■ **ЧТО СДЕЛАТЬ**:
**A)** Повторите слово в слово кусок текста о Гелии Коржеве: он начинается со слов, где есть "Гелий КОРЖЕВ", и заканчивается на "называл своим другом.".
**B)** Верните каждую строку записей, в которой встречается слово "Please", с учётом регистра букв.

■ **ИЗВЛЕЧЁННЫЙ ТЕКСТ**:
# # # # # # #

Гелий КОРЖЕВ
"ЗАВТРА". Валентин Михайлович, вы были одним из тех, кто мог назвать Гелия Коржева своим другом и кого сам Гелий Михайлович называл своим другом.
Валентин СИДОРОВ. Да, Коржев для меня был очень близкий человек. Это был гениальный человек, гениальный художник! Не только русский художник, а масштабная, мировая личность! Он не только представлял русскую культуру, русское искусство, он нес это искусство. Он был ярчайшим носителем высоты русской культуры, ее стремления к справедливому миру, к доброму миру. Сегодня часто повторяют "суровый стиль". Говорят — Коржев представитель "сурового стиля". Какой "суровый стиль"? Мы, — а я принадлежу к поколению Коржева, — мы "шестидесятниками" были. Мы были первыми выпусками художественных институтов после войны! Это было особое поколение, пережившее войну, и все помыслы его устремлялись к чему-то доброму, светлому, к правде в искусстве. "Суровый стиль" — это изобретение искусствоведа Каменского. Мы даже помним, как он определил такое направление художников. "Суровый стиль" — это широко расставленные ноги, но это уход от изначального стремления "шестидесятников" к красоте и правде. Как можно Коржева относить к "суровому стилю"? Коржев выше "сурового стиля".

# # # # # # #

■ **ЗАПИСАННЫЕ ДАННЫЕ**:
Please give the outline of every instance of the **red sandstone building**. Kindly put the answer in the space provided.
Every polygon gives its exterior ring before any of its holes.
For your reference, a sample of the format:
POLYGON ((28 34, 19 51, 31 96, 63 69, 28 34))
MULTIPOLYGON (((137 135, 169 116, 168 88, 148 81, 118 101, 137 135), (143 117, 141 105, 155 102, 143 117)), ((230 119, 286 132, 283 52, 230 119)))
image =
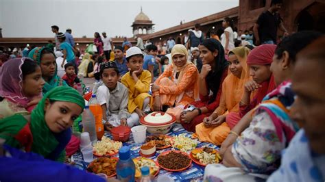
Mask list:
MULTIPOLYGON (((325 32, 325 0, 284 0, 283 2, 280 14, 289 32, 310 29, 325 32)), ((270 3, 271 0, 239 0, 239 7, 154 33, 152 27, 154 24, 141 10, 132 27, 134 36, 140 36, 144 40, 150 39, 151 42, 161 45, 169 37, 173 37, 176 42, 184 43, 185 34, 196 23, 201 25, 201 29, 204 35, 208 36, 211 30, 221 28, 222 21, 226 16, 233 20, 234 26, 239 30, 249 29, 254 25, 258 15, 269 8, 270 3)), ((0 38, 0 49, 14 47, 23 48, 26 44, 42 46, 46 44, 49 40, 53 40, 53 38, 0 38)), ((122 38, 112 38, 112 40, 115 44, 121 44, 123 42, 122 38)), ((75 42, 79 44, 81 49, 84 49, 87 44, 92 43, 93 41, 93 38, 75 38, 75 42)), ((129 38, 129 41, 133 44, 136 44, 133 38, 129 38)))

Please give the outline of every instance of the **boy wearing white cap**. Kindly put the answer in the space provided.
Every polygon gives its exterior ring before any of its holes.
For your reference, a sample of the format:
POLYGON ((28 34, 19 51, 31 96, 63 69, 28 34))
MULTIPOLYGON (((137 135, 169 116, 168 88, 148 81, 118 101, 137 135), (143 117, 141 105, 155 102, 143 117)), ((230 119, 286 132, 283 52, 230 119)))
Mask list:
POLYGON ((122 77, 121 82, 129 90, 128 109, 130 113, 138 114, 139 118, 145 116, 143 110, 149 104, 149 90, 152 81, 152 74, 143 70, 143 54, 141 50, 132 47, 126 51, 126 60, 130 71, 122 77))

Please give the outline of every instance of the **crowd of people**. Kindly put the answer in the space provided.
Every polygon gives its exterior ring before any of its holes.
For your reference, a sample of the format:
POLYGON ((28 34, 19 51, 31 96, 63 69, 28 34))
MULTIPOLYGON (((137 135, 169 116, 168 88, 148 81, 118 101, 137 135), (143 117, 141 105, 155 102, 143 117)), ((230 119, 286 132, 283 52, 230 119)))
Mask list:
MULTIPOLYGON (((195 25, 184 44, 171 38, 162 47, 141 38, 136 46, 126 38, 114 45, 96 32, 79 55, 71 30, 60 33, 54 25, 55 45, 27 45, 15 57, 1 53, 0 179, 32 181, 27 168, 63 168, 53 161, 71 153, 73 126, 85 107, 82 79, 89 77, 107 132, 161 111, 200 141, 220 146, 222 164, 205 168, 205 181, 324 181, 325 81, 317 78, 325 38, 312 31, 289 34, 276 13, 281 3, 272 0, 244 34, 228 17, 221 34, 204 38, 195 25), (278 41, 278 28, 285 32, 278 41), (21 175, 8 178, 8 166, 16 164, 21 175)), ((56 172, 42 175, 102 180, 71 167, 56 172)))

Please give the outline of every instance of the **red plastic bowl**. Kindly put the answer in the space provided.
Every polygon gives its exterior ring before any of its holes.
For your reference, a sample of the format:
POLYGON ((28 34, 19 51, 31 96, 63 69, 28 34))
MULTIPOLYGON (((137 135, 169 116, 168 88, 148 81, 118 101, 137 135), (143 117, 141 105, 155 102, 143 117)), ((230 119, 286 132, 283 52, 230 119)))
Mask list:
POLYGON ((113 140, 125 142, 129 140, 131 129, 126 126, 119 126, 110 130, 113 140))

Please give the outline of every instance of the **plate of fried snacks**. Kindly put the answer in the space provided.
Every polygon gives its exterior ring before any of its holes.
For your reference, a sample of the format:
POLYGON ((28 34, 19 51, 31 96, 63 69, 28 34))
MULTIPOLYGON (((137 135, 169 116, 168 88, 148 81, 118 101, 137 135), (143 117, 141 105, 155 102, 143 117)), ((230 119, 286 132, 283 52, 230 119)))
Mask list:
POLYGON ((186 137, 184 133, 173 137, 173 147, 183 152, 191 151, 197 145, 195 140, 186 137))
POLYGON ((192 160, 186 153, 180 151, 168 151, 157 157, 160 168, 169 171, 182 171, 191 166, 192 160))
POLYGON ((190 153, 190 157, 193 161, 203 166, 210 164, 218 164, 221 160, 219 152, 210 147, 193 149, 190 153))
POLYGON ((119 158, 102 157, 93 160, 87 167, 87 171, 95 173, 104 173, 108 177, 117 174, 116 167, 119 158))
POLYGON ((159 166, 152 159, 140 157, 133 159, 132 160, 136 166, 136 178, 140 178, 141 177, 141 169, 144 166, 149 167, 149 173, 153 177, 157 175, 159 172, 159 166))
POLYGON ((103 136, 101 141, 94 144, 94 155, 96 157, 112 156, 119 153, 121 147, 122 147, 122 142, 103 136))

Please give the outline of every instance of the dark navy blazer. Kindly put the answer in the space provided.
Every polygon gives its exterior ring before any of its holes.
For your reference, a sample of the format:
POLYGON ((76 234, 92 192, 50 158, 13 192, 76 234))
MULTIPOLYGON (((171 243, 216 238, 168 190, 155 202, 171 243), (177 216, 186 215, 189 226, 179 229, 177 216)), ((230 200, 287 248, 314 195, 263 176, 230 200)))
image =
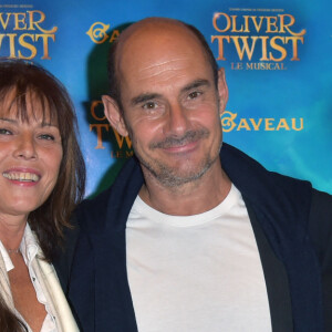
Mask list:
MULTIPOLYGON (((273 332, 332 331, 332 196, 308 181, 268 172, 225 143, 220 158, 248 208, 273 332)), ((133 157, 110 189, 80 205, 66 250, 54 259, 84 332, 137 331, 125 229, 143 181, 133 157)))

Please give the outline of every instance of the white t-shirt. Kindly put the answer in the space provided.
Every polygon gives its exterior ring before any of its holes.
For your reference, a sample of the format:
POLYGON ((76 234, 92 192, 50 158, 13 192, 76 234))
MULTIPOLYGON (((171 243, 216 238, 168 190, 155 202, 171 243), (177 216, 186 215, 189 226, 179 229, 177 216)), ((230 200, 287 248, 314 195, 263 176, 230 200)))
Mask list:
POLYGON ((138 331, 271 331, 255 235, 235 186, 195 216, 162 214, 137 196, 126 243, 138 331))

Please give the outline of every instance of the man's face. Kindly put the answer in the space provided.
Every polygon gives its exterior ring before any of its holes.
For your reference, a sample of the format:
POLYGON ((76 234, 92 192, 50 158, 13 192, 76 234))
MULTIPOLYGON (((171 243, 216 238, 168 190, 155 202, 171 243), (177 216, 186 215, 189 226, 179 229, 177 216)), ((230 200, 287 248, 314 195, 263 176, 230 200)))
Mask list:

# # # # # # #

■ **ОТВЕТЫ ПО ЗАДАНИЯМ**:
**A)**
Гелий КОРЖЕВ
"ЗАВТРА". Валентин Михайлович, вы были одним из тех, кто мог назвать Гелия Коржева своим другом и кого сам Гелий Михайлович называл своим другом.

**B)**
Please give the outline of every instance of the **red sandstone building**. Kindly put the answer in the space provided.
Please give the outline of every instance of the **boy wearing white cap**. Kindly put the answer in the space provided.
Please give the outline of every instance of the **crowd of people**. Kindly put the answer in the space provided.
Please give the outline of every instance of the **red plastic bowl**. Kindly put the answer in the space provided.
Please give the outline of every instance of the **plate of fried snacks**. Kindly put the answer in the space provided.
Please give the outline of every instance of the dark navy blazer. Kindly put the answer in the space provided.
Please give the outline of every instance of the white t-shirt. Kindly put the answer in the space provided.
Please give the outline of every instance of the man's face. Kindly put the answer in the space provided.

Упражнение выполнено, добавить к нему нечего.